__TASK MATERIAL__.

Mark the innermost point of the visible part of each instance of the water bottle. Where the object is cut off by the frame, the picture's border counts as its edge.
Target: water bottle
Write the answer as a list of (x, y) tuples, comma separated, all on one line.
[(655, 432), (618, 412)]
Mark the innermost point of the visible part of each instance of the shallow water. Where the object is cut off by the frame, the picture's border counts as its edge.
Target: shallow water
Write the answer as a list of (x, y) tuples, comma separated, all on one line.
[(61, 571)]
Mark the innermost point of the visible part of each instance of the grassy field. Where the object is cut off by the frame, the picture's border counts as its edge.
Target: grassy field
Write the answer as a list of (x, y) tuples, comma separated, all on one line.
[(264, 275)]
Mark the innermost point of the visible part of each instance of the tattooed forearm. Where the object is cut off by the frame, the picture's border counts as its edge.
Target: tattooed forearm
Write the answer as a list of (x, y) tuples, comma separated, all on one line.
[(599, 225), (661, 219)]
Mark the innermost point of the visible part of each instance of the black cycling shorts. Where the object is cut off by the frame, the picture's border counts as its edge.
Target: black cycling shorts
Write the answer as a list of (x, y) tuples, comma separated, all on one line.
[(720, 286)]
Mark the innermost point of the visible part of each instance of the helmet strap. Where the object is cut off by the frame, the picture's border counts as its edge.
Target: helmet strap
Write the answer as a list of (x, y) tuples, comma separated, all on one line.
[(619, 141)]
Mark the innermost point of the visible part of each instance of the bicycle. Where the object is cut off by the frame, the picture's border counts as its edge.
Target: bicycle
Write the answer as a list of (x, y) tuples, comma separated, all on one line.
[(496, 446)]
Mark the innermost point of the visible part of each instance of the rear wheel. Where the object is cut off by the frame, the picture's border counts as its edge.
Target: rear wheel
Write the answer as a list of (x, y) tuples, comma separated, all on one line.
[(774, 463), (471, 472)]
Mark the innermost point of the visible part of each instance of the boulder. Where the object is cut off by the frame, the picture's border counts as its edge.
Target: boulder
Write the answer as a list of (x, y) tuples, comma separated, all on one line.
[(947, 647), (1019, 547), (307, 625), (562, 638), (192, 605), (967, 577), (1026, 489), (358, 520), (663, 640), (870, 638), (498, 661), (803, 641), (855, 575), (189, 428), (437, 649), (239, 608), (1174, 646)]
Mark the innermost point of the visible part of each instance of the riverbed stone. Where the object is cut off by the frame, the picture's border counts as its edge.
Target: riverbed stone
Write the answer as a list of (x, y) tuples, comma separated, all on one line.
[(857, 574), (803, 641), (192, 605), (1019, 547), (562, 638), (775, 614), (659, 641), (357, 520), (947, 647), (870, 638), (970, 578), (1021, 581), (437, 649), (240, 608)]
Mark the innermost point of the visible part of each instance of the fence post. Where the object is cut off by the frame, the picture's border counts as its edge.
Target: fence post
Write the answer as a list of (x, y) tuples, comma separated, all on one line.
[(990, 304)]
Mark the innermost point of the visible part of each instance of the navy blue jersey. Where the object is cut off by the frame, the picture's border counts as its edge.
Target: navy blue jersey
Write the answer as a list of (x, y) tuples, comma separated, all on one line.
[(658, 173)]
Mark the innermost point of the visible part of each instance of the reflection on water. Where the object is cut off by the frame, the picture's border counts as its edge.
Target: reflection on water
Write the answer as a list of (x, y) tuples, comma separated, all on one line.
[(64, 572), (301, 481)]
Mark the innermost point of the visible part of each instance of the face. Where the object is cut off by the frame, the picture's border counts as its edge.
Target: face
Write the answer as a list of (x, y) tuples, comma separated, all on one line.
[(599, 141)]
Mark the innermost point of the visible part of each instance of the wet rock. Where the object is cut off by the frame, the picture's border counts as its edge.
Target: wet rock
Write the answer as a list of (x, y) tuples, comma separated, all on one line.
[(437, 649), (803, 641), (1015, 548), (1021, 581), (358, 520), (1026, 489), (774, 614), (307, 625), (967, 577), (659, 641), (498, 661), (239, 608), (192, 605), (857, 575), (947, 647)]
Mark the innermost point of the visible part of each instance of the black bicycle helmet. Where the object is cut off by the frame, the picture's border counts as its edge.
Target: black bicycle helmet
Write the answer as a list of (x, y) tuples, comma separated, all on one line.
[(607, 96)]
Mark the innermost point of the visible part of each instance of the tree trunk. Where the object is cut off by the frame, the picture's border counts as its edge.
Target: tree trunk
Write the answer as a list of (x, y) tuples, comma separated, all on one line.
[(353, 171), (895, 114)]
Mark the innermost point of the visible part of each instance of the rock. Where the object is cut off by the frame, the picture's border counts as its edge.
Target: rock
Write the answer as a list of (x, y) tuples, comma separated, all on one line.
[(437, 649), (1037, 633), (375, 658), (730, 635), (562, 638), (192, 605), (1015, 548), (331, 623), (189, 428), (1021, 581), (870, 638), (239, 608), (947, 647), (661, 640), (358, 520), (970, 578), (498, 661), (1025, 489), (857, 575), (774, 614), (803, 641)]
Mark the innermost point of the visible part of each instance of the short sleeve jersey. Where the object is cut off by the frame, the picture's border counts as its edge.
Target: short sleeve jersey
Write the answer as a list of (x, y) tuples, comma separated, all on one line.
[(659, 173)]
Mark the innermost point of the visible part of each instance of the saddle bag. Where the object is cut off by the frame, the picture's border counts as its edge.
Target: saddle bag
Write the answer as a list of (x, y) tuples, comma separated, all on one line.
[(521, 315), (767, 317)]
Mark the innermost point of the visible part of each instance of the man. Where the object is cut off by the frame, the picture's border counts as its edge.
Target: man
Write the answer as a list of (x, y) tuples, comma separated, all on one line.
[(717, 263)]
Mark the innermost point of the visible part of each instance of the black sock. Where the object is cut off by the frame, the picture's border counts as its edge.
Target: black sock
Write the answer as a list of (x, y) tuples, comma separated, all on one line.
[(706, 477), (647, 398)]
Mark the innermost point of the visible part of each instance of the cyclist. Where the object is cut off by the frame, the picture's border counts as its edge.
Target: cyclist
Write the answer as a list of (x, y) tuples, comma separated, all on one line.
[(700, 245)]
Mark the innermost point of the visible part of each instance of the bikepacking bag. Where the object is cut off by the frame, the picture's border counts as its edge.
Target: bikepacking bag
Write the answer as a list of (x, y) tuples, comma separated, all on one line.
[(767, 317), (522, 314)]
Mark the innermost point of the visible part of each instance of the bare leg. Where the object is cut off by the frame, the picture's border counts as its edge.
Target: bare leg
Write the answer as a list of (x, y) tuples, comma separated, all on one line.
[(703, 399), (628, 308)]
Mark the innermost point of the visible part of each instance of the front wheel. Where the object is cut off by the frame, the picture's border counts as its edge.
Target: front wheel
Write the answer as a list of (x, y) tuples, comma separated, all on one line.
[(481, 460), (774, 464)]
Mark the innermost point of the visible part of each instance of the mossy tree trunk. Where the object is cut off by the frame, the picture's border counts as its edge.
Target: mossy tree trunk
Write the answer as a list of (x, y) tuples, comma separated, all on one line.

__SET EXERCISE__. Rewrite the listing above, replacing every "innermost point" with "deepest interior point" and leaving everything else untouched.

__RESPONSE BELOW__.
Mark the deepest interior point of the visible part of each instance of the water bottle. Where the object is cut off by the frame, the picture's border counts as its edge.
Target: water bottle
Write the answer as a list of (x, y) tuples, comma separated, all on one line.
[(655, 432), (618, 412)]
Mark the deepest interior point of the visible part of each instance of the shallow water. Where the object is cut off by the frame, the picture's border counts as its edge.
Target: shallow water
Write the answer as a list of (x, y) tuples, comma separated, all on one line.
[(61, 571)]
Mark the deepest interior point of the visible part of each instance of the grassy field. Where the object is cut off by the frame, the picture's border counts as its edge.
Target: grassy field
Write the answer as a list of (x, y) tuples, comma separated, all on one line.
[(264, 275)]
Mark the deepest interior point of the visible part of each instance of the tattooed forearm. Where the object is cut off by the frame, the picture's border counts as its edge.
Target: tattooed forearm
Write the answer as a list of (x, y) tuples, comma separated, all on one line.
[(599, 225), (661, 219)]
Mark the deepest interior point of the visible part of each instance of the black cycling shorts. Where the object is cut off by the frame, the picture's border counts as its edge.
Target: black cycling shorts
Write the answer as a list of (x, y) tuples, comma separated, all on one line.
[(720, 286)]
Mark the deepest interior point of the visible part of each instance of the helmet strap. Where the object is cut off by the frame, the picture's border counts as its edge.
Target: helmet strap
Write the answer as a list of (x, y) tuples, comma separated, all on one line.
[(619, 141)]
Mark the deepest interior point of the visible part of each instance of the bicycle. Where the object is cut off by the frame, the picture's border counts as its edge.
Target: bicycle
Write the answer as a list of (x, y) tuples, comma separated, all on one line.
[(496, 446)]
Mark the deepest interior point of the visible part of each instance of the rear wheel. Where the object is cut off by the frame, the picture's border counts as its edge.
Target: rear wheel
Write the answer as a list of (x, y) tuples, comma separated, all on one line.
[(774, 463), (471, 472)]
Mark the deepest interior point of the visible part of each instance of the boulder. Where the object is cut off by the frame, the picture's border counts as its edge.
Target: boulder
Write the answer as a list of (x, y) tuples, comma separated, all on one line.
[(947, 647), (1019, 547), (307, 625), (562, 638), (192, 605), (967, 577), (1026, 489), (358, 520), (663, 640), (870, 638), (498, 661), (803, 641), (855, 575), (189, 428), (437, 649), (239, 608), (1174, 646)]
Mark the deepest interior point of the visible part of each instance of the riverbed stone. Where the object is cut off by the frame, the picture's border counts as its edge.
Target: riverbed stone
Write the answer as a list of (x, y) tuples, comma separated, all on one line.
[(857, 574), (803, 641), (192, 605), (1019, 547), (562, 638), (775, 614), (659, 641), (357, 520), (947, 647), (870, 638), (970, 578), (1021, 581), (437, 649), (240, 608)]
Mark the deepest interior point of the visible part of each instance of the fence post. Where the object is cut off by the frame, the picture's border counts as its edge.
Target: fence post
Write the answer as a list of (x, y) tuples, comma separated, all on one line.
[(990, 304)]
Mark the deepest interior point of the visible part of each instance of the navy blue jersey. Where the object is cut off by the frame, the picture's border counts as its edge.
Target: navy blue jersey
Write the answer as a list of (x, y) tuples, comma separated, all on one line.
[(658, 173)]
Mark the deepest interior point of the visible part of each instance of the reflection on water. Where the object is cut off by the frame, the picture's border counts as its edge.
Target: reflection on water
Write the answer as a list of (x, y) tuples, comma separated, all on one line.
[(64, 572), (301, 481)]
Mark the deepest interior point of the visible part of each instance of the face. Where the object is cut off by the frame, the picture's border counts as its edge.
Target: face
Write the answer as a list of (x, y) tuples, comma separated, all on one line.
[(599, 141)]
Mark the deepest interior point of the visible part of each instance of the wet rock. Where the object is cut off by the frame, the picture's border counts as its edge.
Target: wet rock
Write the answer as a list of (x, y) tuples, comma separated, all on one line.
[(437, 649), (803, 641), (1015, 548), (1021, 581), (358, 520), (1026, 489), (774, 614), (307, 625), (967, 577), (659, 641), (498, 661), (239, 608), (192, 605), (857, 575), (947, 647)]
Mark the deepest interior point of the visible part of each instance of the black bicycle helmet. Where the object is cut off by the frame, the picture's border counts as its edge.
Target: black bicycle helmet
Write the answer as a list of (x, y) tuples, comma separated, all on one line.
[(607, 96)]
Mark the deepest interior point of the visible part of each instance of the tree trunk. Where the object is cut off by the frame, the picture's border counts as its edge.
Target: tree trunk
Write the answer as a list of (x, y) tuples, comma separated, all on one line.
[(353, 171), (895, 114)]
Mark the deepest interior point of the visible part of each instance of the rock. Where the object is cut off by the frame, the picture's border counts as its edge.
Target: rock
Write the answer as a list of (x, y) tuples, comma separated, all on one line.
[(437, 649), (1037, 633), (375, 658), (730, 635), (562, 638), (192, 605), (1015, 548), (331, 623), (189, 428), (1021, 581), (870, 638), (239, 608), (947, 647), (661, 640), (358, 520), (970, 578), (498, 661), (1025, 489), (857, 575), (774, 614), (803, 641)]
Mark the deepest interior point of the visible part of each instance of the short sleeve jersey. Where the object is cut off by the frame, the picture's border counts as its edge.
Target: short sleeve jersey
Write the answer as a list of (x, y) tuples, comma separated, all on one line.
[(659, 173)]
Mark the deepest interior point of the visible part of each instance of the saddle bag. Where the object is cut off by the frame, the picture's border counts as its edge.
Target: saddle bag
Write the answer as a list of (x, y) tuples, comma separated, all on one line.
[(521, 315), (767, 317)]
Mark the deepest interior point of the visible part of each instance of the man. Where the object is cut off by the frame, the picture's border counts as its edge.
Target: man
Write the answer as a list of (x, y) tuples, comma separated, all on one line.
[(717, 263)]
Mark the deepest interior point of the visible part of each instance of the black sock. Where the object is cut off by the frame, the picture's border counts as its edge.
Target: black sock
Write the answer as a list of (x, y) tuples, comma separated, all on one line.
[(706, 477), (647, 398)]
Mark the deepest interior point of the visible part of each instance of the cyclist. Where the object is cut off by the frame, the picture's border counts as its edge.
Target: cyclist
Write the answer as a list of (x, y) tuples, comma separated, all on one line.
[(700, 245)]
Mark the deepest interior point of the visible part of each instance of the bikepacking bag. Where the object is cut off by the frame, the picture's border counts as its edge.
Target: bikepacking bag
Write the answer as a list of (x, y) tuples, comma separated, all on one line.
[(767, 317), (522, 314)]
Mark the deepest interior point of the visible part of each instance of the bare leg. Where the object is cut off by the frame, the picture's border counts as its edge.
Target: bare leg
Write the answer as a list of (x, y) tuples, comma separated, all on one line.
[(703, 399), (628, 308)]
Mark the deepest interior point of the visible part of each instance of the front wheel. Where the object is cut off by the frame, the picture's border counts as its edge.
Target: front wheel
Write the answer as a list of (x, y) tuples, comma separated, all on one line.
[(481, 460), (774, 464)]
Mark the deepest interior point of the visible part of each instance of the mossy tree trunk. Where the object is cut off by the frame, the picture's border counts as its edge.
Target: mossy tree trunk
Write the answer as a list of (x, y) tuples, comma separated, all on one line.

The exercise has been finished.